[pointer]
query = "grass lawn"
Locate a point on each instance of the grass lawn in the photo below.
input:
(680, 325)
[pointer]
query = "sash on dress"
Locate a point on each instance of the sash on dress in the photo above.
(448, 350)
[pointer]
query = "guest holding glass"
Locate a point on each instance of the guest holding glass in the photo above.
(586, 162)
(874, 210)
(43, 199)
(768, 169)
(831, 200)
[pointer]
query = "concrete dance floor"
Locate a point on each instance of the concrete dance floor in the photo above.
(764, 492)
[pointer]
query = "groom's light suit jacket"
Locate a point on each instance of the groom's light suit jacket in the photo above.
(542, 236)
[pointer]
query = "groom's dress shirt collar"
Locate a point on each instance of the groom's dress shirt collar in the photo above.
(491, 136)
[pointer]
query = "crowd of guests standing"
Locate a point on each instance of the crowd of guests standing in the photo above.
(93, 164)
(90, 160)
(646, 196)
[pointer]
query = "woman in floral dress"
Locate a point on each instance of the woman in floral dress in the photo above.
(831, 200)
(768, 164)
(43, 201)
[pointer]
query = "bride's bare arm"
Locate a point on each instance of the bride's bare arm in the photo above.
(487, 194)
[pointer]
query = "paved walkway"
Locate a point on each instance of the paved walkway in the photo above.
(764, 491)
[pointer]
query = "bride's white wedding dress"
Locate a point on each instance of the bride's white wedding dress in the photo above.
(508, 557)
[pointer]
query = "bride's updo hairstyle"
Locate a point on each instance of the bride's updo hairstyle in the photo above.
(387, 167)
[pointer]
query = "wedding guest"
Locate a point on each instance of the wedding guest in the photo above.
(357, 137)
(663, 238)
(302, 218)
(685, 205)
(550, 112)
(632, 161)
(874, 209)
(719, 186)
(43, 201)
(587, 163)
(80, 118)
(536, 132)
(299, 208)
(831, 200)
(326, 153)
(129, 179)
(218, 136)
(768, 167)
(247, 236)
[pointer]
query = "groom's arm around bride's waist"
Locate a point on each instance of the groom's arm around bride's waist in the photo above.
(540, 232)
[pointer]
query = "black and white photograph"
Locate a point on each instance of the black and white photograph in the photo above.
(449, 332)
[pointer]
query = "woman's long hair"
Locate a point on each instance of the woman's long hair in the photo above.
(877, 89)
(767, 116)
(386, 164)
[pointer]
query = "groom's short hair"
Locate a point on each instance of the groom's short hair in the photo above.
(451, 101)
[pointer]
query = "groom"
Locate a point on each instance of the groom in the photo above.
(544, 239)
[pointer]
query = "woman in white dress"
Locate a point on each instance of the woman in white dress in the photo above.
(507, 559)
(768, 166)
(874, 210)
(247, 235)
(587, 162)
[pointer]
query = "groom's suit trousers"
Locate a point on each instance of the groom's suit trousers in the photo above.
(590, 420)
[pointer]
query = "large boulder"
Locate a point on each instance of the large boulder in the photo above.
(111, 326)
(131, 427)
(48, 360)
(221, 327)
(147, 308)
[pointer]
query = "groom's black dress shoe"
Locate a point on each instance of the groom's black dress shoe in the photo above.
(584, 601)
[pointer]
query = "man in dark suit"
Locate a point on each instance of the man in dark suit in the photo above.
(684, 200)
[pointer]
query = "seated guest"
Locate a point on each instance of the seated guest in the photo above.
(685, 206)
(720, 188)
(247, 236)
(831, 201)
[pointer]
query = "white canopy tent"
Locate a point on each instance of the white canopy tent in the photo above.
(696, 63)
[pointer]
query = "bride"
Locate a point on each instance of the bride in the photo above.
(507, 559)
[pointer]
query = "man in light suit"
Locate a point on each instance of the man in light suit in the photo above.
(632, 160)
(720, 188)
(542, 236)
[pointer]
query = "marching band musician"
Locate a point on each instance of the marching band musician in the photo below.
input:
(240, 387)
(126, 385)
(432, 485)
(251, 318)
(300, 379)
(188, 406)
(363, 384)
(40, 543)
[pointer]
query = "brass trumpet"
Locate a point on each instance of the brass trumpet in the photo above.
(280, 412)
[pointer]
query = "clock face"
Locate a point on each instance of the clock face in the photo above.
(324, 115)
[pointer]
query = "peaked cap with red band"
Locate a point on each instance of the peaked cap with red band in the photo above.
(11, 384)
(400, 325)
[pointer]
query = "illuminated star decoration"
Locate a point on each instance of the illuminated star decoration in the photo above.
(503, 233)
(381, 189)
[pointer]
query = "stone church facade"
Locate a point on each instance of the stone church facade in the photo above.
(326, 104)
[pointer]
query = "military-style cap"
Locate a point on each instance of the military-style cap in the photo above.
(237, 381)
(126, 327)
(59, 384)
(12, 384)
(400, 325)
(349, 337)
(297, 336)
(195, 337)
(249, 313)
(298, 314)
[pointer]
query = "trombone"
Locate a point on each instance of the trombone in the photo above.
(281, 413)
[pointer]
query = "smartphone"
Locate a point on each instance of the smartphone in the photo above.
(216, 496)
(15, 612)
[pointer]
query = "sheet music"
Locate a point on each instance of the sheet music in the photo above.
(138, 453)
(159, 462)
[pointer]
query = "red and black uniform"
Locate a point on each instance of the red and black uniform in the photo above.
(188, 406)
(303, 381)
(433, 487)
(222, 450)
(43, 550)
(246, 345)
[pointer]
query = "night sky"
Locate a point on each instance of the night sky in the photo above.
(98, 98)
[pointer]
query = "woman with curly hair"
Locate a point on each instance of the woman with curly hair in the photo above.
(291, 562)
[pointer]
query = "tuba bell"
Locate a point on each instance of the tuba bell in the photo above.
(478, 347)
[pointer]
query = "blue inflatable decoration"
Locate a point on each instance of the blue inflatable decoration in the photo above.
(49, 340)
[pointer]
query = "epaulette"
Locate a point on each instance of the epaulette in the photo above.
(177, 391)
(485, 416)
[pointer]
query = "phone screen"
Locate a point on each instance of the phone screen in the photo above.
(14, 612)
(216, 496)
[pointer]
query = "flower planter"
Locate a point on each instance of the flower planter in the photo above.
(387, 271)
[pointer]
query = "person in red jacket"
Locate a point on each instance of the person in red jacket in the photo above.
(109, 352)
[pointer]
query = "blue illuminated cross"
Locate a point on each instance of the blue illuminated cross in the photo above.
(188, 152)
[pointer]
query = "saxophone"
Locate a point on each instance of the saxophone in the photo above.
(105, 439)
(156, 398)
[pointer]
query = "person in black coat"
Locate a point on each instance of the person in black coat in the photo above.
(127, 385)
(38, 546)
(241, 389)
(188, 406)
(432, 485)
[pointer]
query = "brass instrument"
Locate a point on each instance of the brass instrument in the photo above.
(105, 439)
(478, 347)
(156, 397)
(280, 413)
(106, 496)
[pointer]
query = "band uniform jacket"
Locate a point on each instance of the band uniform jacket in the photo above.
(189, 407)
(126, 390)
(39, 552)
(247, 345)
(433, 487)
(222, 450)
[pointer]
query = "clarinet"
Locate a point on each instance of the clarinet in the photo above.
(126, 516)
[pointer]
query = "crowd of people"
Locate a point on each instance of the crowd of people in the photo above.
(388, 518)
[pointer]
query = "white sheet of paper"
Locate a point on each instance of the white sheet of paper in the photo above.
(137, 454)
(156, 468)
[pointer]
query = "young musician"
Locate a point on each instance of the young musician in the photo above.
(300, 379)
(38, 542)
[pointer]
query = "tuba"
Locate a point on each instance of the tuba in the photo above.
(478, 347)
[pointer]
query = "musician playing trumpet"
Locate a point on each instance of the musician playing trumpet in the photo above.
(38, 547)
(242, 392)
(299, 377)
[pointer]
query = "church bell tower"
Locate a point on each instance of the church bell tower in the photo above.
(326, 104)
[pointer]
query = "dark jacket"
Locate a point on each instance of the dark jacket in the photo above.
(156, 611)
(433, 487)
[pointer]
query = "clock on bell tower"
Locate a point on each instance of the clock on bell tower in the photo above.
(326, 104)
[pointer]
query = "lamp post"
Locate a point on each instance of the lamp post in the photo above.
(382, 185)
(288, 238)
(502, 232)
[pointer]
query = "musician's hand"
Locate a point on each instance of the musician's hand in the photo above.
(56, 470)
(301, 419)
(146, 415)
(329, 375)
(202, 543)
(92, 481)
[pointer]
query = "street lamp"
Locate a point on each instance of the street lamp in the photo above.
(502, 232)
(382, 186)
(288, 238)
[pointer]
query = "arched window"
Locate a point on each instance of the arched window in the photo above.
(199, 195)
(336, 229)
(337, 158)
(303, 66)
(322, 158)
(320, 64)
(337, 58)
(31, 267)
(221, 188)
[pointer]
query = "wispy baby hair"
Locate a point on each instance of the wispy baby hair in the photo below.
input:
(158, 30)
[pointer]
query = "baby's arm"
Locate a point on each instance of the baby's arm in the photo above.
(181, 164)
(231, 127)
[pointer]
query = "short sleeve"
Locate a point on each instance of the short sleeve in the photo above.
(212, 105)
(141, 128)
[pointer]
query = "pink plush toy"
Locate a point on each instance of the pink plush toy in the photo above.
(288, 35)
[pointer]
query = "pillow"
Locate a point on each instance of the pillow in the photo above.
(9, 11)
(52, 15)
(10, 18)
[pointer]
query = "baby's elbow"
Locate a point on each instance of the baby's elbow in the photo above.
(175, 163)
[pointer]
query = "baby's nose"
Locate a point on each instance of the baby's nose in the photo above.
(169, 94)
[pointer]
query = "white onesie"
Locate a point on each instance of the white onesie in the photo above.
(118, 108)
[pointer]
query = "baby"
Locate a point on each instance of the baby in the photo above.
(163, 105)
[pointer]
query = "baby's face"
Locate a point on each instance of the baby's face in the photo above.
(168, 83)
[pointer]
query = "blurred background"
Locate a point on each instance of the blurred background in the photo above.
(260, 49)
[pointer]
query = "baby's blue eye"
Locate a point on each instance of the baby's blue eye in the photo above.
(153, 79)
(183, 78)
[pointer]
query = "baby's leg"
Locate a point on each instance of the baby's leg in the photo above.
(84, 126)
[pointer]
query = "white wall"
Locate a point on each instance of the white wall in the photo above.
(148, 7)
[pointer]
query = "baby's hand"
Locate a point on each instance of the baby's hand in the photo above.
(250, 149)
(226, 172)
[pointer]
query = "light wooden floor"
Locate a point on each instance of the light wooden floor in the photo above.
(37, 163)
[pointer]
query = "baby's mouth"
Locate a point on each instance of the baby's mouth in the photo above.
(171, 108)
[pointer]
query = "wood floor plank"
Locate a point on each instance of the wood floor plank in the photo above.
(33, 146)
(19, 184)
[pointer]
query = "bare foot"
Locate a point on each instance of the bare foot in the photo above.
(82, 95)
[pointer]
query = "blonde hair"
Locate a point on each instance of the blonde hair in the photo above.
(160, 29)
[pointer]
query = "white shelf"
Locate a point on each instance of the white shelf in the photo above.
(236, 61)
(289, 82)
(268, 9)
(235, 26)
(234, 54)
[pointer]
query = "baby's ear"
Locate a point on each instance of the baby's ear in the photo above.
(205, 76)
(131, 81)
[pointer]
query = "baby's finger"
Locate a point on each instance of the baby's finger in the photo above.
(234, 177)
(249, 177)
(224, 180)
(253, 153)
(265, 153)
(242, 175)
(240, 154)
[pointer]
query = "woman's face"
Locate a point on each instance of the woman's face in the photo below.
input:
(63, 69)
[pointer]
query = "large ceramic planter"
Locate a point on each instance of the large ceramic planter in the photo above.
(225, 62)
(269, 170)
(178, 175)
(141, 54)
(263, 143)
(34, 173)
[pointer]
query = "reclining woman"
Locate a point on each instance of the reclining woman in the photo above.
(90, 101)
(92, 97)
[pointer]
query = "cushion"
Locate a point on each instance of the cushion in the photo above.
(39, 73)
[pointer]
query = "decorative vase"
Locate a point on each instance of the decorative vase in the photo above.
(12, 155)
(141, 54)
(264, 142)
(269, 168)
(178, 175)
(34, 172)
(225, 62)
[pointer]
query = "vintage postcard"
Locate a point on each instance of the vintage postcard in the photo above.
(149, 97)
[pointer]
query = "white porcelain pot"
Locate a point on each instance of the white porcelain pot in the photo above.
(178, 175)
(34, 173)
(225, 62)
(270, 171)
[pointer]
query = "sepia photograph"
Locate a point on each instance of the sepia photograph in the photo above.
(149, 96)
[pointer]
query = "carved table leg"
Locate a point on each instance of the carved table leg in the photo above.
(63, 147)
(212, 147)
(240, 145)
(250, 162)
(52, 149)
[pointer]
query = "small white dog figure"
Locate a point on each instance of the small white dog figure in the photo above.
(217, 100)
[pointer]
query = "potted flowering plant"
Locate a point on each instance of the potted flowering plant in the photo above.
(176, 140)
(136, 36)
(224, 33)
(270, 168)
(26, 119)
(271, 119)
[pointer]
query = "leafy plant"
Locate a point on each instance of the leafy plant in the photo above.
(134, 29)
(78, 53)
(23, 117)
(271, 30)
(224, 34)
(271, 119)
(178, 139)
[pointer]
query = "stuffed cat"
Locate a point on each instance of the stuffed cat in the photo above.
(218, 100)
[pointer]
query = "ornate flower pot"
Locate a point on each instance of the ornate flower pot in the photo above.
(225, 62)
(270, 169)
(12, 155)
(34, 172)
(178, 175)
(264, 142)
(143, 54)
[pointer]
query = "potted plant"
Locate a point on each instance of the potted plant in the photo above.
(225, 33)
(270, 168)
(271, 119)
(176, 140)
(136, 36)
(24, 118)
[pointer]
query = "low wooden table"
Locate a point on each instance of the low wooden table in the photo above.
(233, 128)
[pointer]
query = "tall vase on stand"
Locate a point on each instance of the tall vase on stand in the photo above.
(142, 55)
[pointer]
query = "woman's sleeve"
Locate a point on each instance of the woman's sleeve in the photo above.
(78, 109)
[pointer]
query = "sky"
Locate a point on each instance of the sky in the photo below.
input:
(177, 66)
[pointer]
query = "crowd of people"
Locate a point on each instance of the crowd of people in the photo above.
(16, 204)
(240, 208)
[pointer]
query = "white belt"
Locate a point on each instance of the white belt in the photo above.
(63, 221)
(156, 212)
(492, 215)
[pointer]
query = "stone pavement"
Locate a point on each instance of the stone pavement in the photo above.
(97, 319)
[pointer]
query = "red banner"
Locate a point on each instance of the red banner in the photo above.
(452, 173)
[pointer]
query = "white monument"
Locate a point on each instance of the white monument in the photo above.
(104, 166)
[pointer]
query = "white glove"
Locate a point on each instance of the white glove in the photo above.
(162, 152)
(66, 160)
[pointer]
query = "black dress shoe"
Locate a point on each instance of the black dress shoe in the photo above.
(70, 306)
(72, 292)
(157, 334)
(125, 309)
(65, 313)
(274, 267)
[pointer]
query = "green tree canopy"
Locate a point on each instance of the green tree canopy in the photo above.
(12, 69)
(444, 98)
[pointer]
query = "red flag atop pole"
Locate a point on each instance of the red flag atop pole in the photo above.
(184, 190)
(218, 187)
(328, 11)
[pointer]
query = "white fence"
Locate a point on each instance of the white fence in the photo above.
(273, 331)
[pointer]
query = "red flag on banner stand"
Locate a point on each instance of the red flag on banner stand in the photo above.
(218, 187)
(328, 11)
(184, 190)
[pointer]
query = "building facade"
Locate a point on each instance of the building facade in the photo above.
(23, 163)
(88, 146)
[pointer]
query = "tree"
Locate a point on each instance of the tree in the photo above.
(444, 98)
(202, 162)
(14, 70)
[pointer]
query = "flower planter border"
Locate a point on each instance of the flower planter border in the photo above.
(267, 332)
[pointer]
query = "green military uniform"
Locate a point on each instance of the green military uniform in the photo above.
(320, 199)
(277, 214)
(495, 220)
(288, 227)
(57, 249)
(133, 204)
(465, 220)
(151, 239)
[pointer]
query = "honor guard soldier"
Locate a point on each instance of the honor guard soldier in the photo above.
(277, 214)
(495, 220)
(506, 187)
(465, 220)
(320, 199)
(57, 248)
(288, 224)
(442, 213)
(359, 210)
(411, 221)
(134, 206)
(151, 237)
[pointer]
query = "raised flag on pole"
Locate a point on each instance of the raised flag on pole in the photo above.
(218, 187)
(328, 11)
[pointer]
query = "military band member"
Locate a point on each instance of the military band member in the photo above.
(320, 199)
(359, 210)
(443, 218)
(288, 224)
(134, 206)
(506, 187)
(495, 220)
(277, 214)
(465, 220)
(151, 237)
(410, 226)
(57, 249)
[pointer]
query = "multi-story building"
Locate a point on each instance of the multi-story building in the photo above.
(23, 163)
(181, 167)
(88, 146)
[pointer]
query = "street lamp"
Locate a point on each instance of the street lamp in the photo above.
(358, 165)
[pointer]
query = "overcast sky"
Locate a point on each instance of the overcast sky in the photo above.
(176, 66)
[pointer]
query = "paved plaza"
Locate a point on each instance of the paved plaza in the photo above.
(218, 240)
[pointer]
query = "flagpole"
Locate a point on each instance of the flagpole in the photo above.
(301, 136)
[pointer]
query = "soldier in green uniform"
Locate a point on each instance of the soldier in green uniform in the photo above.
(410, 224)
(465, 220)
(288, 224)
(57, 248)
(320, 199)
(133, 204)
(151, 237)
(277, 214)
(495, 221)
★ ★ ★ ★
Your answer should be every line above that contains the word "marching".

Result of this exercise
query = "marching band musician"
Locate a point on each instance of the marching band musician in the photo below.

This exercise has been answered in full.